Point localization data:
[Start of section]
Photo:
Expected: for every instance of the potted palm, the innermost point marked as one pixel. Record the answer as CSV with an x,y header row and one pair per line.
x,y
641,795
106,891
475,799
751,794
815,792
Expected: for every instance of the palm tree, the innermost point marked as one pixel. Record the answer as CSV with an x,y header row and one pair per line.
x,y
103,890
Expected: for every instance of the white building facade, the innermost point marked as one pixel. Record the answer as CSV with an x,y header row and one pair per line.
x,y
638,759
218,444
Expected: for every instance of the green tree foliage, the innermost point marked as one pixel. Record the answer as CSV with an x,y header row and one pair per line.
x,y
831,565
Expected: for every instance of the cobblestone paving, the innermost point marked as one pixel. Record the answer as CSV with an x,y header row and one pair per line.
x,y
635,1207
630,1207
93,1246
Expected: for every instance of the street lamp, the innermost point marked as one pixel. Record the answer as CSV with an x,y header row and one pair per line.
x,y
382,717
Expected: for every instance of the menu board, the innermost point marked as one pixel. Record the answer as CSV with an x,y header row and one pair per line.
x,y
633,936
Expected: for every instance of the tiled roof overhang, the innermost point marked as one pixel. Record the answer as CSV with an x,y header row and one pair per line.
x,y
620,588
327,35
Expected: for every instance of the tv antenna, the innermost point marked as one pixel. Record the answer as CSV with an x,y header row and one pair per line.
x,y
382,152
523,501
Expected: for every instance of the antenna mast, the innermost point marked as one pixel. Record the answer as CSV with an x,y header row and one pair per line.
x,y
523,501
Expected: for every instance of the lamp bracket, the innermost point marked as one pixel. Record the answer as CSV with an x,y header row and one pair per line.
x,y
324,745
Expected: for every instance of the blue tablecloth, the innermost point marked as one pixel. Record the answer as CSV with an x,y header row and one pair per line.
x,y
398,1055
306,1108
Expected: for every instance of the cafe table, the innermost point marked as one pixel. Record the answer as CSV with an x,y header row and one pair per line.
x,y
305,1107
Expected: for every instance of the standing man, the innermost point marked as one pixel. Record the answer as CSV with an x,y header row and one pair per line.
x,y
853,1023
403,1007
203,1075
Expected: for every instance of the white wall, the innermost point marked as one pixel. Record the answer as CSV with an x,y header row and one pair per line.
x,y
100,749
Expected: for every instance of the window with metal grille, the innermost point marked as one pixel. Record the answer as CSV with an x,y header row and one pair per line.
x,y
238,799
[End of section]
» **Task statement**:
The records above are to be restated word for word, in full.

» **Response**:
Photo:
Expected: for every instance of the potted palm, the innermost point marked as one pixel. Record the answer as CSV with an x,y header row and one pair per line.
x,y
641,795
106,891
475,799
751,794
815,792
Expected: for every instance of the palm tree, the innermost point marked as one pixel. Record the answer as CSV with an x,y header row and one pair per line.
x,y
103,890
Expected: for every instance of the white building facade, the innermost point marked as one pixel. Record the answer as CSV with an x,y header row and one pair per line.
x,y
638,759
218,444
Expected: for every instance of the green tree foliage, the innermost point marked as one pixel. Record the answer as CSV with an x,y header row and one pair per line.
x,y
831,565
Expected: for every instance of the cobblestone paving, the innermost point marked as one pixel. Record the answer as CSV with an x,y header row and one pair per line.
x,y
635,1207
630,1207
93,1246
Expected: for every instance of the street lamp, the innermost point marked as one pixel. Record the answer as CSV with an x,y header row and one pair per line.
x,y
382,717
Expected: for every instance of the menu board, the innermost point marked as one pixel. Record the answer as CSV with an x,y header row and one pair per line.
x,y
633,936
Expected: for every instance of the tiled roof overhang, the innermost point marked as one pixel. Record the answer as CSV with an x,y header row and one pair per line.
x,y
620,588
327,35
Expected: for every instance of the tv antenna, the innermost point marked as one pixel. Record the answer as CSV with an x,y header row and one pair per line.
x,y
382,152
523,501
Expected: for every instance of the antenna mast, the innermost point marked as one pixel. Record the answer as CSV with an x,y header row and one pair per line.
x,y
523,501
Expected: for every instance of the lamp bracket, the innermost point marked as one pixel. Record the answer as CSV with an x,y header row and one pair per line.
x,y
324,745
Expected: for every instance of the blue tablecloth, the innermost point marked as one pixel. Record the answer as CSV with an x,y header row and one pair per line.
x,y
398,1055
306,1108
Expected: for every instance of the cafe table, the innermost point marked as one pixel. Record the answer as CSV with an x,y header row and one pair per line.
x,y
305,1107
Expected: for every instance of the standing man, the innermost point marked as one pixel. Record the answer as CSV with an x,y header row and one pair per line.
x,y
853,1023
403,1007
203,1075
Expected: for every instance of the white wall, the innermost point marked as one pixel. Record the answer as CSV with an x,y header row and one pair per line.
x,y
100,749
Expected: for every instance of the window with metal grille, the innermost point marked as one pixel. Record the answer as CSV with an x,y header row and one pair per line.
x,y
238,799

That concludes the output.